If a line of the records contains the string "below", copy it out.
* * *
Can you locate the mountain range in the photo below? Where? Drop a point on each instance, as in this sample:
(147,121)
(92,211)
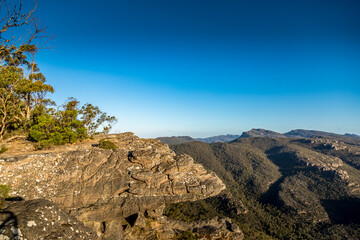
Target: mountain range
(259,132)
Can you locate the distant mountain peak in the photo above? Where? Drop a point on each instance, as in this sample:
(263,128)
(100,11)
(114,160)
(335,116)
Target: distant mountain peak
(259,132)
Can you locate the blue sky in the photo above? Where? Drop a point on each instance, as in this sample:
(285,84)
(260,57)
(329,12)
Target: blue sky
(207,67)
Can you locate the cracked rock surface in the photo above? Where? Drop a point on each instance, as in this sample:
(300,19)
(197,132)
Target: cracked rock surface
(104,187)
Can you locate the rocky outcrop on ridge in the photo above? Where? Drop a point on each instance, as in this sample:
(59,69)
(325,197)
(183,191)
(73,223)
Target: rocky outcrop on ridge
(40,219)
(261,133)
(108,189)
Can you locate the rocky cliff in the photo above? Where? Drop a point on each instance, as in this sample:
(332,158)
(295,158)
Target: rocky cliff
(110,191)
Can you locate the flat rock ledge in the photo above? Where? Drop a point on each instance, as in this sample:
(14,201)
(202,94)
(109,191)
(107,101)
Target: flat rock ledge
(102,188)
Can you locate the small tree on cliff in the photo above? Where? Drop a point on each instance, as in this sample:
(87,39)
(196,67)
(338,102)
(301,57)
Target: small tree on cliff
(22,86)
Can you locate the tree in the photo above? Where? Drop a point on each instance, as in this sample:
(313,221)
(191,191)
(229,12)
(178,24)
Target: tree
(59,127)
(93,118)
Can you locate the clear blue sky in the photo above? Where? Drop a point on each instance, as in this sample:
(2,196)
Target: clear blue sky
(208,67)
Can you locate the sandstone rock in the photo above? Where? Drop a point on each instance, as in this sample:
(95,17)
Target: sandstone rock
(103,188)
(40,219)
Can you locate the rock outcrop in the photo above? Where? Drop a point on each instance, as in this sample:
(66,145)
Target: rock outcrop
(108,189)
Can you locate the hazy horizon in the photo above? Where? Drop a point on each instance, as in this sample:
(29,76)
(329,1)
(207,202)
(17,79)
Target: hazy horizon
(206,68)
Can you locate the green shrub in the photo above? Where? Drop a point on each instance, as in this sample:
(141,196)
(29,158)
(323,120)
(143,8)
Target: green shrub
(107,144)
(3,149)
(4,193)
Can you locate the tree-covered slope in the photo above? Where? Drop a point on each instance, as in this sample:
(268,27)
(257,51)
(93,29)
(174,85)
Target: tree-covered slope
(291,188)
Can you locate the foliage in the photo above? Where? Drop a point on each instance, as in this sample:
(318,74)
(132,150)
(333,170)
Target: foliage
(59,127)
(3,149)
(4,193)
(92,118)
(185,235)
(22,86)
(107,144)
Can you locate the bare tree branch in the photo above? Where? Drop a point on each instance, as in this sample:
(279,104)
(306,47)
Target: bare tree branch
(14,17)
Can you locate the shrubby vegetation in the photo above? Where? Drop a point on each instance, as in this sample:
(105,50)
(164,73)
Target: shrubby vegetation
(107,144)
(24,105)
(4,194)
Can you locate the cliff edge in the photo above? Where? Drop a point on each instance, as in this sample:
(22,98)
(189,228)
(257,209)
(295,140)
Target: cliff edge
(109,190)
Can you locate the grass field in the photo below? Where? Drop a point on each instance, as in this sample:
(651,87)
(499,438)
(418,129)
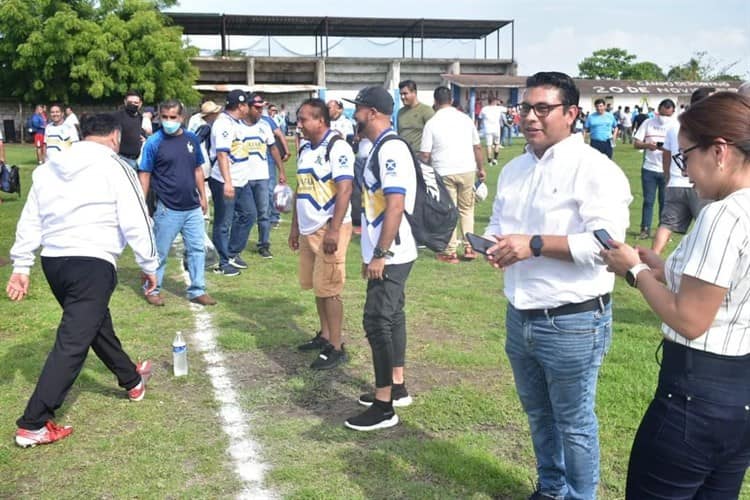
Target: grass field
(464,437)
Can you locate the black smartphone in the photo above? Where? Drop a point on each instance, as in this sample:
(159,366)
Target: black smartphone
(603,237)
(479,243)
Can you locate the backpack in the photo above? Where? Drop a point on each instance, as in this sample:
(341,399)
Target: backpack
(435,216)
(10,179)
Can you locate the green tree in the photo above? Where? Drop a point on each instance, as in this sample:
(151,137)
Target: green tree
(643,71)
(85,50)
(700,67)
(606,64)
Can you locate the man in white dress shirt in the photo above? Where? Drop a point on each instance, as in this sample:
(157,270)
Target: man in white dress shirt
(549,202)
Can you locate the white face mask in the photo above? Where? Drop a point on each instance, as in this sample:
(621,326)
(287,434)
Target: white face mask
(666,119)
(170,127)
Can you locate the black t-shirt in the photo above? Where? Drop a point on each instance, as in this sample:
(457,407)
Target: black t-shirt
(130,144)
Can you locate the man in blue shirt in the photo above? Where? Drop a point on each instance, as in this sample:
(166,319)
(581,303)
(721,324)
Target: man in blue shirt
(602,126)
(171,165)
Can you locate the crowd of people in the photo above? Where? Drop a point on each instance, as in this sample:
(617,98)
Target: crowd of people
(91,198)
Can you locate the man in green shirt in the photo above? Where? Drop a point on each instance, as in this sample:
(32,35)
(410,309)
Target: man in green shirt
(413,116)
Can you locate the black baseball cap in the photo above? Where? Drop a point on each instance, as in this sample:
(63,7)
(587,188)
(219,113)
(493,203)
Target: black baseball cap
(374,97)
(236,97)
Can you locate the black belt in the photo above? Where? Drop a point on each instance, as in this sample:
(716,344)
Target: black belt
(589,305)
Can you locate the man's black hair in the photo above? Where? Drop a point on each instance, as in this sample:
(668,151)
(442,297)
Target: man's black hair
(172,103)
(320,109)
(409,84)
(666,103)
(99,124)
(133,93)
(569,93)
(442,96)
(701,94)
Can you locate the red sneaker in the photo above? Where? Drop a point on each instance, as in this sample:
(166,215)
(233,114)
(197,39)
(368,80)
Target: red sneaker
(50,433)
(469,254)
(139,391)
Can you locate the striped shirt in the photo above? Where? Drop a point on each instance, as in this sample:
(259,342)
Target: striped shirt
(317,179)
(716,251)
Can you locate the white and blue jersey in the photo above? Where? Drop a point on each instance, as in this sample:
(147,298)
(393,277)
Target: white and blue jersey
(316,181)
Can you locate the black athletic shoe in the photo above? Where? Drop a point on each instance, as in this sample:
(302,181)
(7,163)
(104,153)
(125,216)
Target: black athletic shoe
(317,343)
(265,253)
(329,358)
(238,262)
(399,396)
(378,416)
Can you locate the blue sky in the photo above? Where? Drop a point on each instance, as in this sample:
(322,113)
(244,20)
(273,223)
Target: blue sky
(550,35)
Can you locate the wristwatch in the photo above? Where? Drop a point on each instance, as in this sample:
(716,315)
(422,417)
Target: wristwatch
(536,245)
(632,275)
(379,253)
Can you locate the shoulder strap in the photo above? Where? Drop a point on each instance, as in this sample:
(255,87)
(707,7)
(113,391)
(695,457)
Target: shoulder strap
(335,137)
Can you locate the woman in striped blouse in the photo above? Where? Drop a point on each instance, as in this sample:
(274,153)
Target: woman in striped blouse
(694,440)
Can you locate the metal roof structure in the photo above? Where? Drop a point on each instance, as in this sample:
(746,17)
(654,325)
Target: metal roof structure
(324,27)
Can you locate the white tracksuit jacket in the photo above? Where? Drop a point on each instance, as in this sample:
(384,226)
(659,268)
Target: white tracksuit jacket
(85,203)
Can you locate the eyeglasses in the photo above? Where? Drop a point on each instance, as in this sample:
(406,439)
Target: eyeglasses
(541,109)
(680,159)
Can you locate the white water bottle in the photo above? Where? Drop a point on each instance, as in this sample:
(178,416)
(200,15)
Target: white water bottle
(179,355)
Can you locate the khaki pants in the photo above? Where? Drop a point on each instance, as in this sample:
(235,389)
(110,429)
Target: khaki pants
(461,189)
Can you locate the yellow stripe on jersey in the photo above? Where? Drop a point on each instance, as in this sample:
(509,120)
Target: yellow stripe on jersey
(374,205)
(242,149)
(319,194)
(58,142)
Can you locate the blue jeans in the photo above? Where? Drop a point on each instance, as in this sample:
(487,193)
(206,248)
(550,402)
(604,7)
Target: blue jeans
(505,137)
(555,365)
(273,215)
(257,193)
(167,224)
(650,182)
(232,220)
(604,147)
(694,440)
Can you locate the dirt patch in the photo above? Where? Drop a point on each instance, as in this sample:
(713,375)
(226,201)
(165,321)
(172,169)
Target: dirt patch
(291,390)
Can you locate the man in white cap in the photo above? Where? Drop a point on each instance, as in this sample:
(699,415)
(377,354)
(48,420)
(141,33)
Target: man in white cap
(209,109)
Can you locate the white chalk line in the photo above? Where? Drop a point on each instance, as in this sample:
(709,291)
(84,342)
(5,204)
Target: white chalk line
(243,449)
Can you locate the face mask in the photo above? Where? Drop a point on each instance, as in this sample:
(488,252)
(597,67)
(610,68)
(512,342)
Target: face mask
(665,119)
(170,128)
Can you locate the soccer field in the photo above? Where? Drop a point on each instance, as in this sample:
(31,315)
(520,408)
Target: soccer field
(465,436)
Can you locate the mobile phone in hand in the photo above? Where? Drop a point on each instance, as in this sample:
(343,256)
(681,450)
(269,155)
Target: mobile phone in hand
(479,243)
(603,237)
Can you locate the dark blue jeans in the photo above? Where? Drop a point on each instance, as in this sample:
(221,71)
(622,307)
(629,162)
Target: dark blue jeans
(694,440)
(273,215)
(257,192)
(555,363)
(651,182)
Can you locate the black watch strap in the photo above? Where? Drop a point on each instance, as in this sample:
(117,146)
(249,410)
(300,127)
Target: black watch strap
(536,245)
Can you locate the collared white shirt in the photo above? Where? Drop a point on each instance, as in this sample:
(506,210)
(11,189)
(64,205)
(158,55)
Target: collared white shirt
(716,251)
(571,190)
(450,136)
(652,131)
(676,177)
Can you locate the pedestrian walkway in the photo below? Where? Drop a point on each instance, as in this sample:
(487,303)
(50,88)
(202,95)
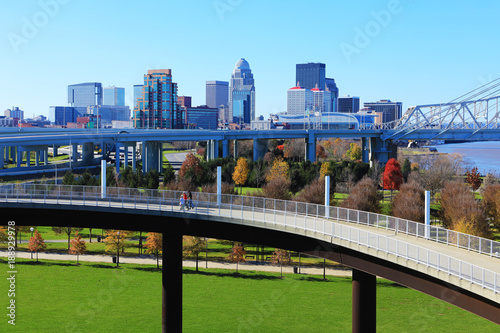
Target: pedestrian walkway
(148,260)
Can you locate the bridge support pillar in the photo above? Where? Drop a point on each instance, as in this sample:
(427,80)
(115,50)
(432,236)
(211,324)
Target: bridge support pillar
(118,149)
(172,282)
(225,148)
(259,148)
(235,149)
(311,148)
(88,152)
(74,152)
(364,294)
(134,158)
(19,157)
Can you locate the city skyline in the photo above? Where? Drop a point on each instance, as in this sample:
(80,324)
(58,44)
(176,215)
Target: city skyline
(374,51)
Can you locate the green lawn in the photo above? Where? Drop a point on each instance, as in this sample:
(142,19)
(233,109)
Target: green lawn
(96,297)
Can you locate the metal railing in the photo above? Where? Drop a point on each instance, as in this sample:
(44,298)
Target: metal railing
(269,212)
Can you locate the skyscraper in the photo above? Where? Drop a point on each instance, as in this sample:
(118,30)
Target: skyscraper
(217,93)
(242,94)
(113,96)
(137,93)
(313,76)
(387,111)
(348,104)
(85,94)
(157,108)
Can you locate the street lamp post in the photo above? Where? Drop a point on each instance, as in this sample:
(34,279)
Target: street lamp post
(32,237)
(118,249)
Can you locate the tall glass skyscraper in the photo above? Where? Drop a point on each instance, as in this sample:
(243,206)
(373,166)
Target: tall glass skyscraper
(217,93)
(85,94)
(157,107)
(242,93)
(113,96)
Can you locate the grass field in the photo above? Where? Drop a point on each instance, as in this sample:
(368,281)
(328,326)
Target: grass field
(60,297)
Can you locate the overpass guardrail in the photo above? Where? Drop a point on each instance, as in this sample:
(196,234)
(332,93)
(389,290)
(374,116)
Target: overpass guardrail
(305,216)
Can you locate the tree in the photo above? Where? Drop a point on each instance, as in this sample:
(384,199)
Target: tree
(66,230)
(294,149)
(354,153)
(320,152)
(409,203)
(237,255)
(491,202)
(191,169)
(406,169)
(152,179)
(154,244)
(392,177)
(241,171)
(193,246)
(115,240)
(364,196)
(461,211)
(315,193)
(36,244)
(281,257)
(77,246)
(473,178)
(69,178)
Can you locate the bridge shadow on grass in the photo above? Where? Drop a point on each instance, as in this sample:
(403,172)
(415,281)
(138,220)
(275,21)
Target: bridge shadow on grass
(232,274)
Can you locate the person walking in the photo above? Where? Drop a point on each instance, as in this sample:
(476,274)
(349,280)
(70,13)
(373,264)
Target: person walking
(190,198)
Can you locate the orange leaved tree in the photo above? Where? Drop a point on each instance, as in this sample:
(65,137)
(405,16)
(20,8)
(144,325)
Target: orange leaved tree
(77,246)
(241,171)
(36,244)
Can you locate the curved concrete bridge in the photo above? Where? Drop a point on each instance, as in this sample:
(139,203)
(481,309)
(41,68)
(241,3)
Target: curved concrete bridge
(460,269)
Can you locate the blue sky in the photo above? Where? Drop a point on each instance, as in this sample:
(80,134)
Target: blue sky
(411,51)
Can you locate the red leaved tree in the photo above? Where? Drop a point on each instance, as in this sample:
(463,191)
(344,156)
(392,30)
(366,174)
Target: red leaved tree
(238,255)
(392,177)
(77,246)
(154,244)
(36,244)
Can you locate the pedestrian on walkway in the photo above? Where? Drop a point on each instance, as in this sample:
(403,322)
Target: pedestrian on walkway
(182,203)
(190,202)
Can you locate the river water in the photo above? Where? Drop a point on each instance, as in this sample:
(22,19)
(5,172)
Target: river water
(485,155)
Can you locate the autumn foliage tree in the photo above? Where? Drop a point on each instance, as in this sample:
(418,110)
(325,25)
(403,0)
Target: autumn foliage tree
(281,257)
(36,244)
(491,201)
(241,171)
(237,255)
(473,178)
(66,230)
(392,177)
(409,203)
(460,211)
(364,196)
(78,246)
(193,246)
(154,245)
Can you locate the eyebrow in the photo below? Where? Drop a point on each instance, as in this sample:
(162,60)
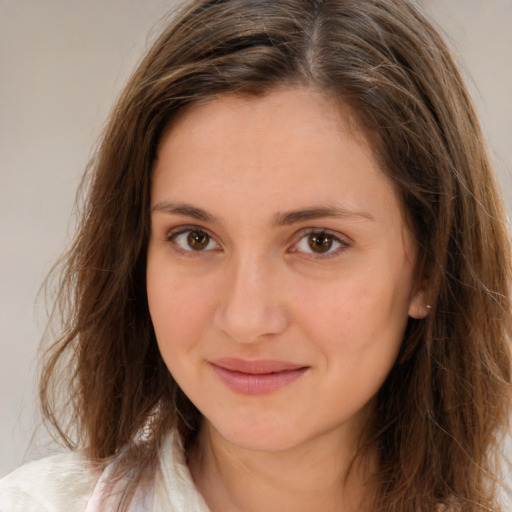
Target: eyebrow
(184,209)
(280,219)
(301,215)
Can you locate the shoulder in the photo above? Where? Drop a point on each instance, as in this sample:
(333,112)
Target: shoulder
(54,484)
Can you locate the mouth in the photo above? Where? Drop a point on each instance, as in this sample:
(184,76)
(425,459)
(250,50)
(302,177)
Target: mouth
(256,377)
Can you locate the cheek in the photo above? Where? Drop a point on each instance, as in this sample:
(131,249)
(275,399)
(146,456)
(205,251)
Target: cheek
(178,308)
(357,317)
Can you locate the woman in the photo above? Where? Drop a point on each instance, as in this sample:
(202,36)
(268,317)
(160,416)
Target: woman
(290,287)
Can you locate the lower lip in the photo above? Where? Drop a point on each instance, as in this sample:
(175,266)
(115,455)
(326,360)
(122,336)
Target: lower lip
(257,384)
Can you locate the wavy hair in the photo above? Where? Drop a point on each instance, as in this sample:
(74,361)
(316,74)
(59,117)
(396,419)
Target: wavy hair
(440,417)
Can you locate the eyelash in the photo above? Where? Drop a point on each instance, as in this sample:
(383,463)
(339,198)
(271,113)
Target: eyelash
(341,242)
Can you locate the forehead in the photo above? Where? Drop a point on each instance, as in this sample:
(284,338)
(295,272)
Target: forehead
(280,151)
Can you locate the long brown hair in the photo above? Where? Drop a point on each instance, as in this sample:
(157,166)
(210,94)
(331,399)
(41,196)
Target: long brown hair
(440,414)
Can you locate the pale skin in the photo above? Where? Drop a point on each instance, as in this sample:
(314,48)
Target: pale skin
(276,237)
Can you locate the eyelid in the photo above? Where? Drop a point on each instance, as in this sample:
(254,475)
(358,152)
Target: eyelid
(344,240)
(184,228)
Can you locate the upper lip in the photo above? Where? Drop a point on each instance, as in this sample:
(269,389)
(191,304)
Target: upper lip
(255,367)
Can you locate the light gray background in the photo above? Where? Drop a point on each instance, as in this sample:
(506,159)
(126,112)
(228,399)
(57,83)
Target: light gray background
(62,64)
* * *
:: Answer to this task ::
Can you locate the mountain range in the photo below? Where? Drop a point on each instance, as in this sample:
Can you locate the grass field in the photo below? Where? Drop a point on each instance, as in this sample:
Can you locate the pedestrian walkway in the photo below? Where? Drop a point on each instance, as in this sample:
Can you locate the eyebrow in the photo below? Where? Drop a point on each instance, as in this sample:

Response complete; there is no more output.